══ 抜粋本文

コンポーズ可能な関数がこれらの状態にアクセスしたら、LazyColumn(画面にリストを表示するために使用する構造)を次のように更新できます。

screens/tasks/TasksScreen.kt

LazyColumn {
    items(tasks.value, key = { it.id }) { taskItem ->
        TaskItem( [...] )
    }
}

テスト

動作をテストするために、アプリを使用して新しいタスクを追加します(画面右下の追加ボタンをクリックします)。タスクの作成が完了すると、Firestore コンソールの Firestore コレクションにタスクが表示されます。同じアカウントを使って他のデバイスで Make it So にログインすると、To-Do 項目を編集し、すべてのデバイスで更新されるのをリアルタイムで見ることができます。

5. Performance Monitoring

どの機能を追加しますか?

════
══ 検討対象データ

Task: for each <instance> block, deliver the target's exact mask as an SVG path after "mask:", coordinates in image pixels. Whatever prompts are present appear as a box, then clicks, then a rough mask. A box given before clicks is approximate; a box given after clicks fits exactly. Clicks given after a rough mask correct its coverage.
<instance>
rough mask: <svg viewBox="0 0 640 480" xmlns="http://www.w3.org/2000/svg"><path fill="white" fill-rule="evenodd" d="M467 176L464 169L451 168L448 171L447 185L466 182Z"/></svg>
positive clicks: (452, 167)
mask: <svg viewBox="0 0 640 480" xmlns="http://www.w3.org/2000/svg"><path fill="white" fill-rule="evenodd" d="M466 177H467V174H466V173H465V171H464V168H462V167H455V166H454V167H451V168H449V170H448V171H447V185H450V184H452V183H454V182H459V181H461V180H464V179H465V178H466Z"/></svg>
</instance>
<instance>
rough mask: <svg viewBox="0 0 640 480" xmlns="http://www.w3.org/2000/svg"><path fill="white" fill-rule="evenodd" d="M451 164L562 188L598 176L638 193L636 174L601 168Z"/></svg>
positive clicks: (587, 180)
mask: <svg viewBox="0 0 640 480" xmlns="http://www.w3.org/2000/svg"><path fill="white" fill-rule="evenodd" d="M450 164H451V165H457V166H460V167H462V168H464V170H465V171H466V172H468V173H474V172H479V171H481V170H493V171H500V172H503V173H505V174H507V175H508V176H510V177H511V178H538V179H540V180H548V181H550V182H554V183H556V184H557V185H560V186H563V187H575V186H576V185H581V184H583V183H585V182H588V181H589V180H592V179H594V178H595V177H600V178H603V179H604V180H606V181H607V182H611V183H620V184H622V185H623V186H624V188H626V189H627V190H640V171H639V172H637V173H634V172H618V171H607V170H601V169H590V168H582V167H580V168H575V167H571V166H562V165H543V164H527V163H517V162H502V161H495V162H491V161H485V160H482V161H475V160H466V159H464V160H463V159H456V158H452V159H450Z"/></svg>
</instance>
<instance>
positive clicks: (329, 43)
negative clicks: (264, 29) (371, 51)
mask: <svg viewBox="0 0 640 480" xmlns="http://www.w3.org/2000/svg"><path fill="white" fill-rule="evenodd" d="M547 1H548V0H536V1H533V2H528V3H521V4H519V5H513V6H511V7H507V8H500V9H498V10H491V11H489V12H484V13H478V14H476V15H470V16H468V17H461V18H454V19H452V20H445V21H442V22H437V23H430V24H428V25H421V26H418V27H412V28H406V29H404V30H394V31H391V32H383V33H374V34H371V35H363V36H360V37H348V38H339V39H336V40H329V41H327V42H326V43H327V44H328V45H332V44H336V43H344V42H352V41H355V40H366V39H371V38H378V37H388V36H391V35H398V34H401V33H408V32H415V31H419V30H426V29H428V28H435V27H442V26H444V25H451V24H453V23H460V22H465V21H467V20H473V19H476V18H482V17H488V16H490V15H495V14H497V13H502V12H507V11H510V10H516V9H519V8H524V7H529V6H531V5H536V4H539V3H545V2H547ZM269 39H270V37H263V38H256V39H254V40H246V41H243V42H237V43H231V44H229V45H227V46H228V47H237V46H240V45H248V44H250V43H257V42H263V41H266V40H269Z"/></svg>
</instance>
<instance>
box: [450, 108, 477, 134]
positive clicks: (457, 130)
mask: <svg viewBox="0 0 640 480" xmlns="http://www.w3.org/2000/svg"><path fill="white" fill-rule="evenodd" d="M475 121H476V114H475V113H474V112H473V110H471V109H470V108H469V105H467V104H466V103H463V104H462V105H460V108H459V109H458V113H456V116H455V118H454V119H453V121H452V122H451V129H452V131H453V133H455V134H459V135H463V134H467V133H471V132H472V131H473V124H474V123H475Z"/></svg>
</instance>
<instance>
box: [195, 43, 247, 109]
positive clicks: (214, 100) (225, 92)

════

_課題内容_
抜粋本文によると、LazyColumn は何のために使用する構造ですか。 抜粋本文だけを根拠にして答えてください。

_解答_
画面にリストを表示するために使用する構造です。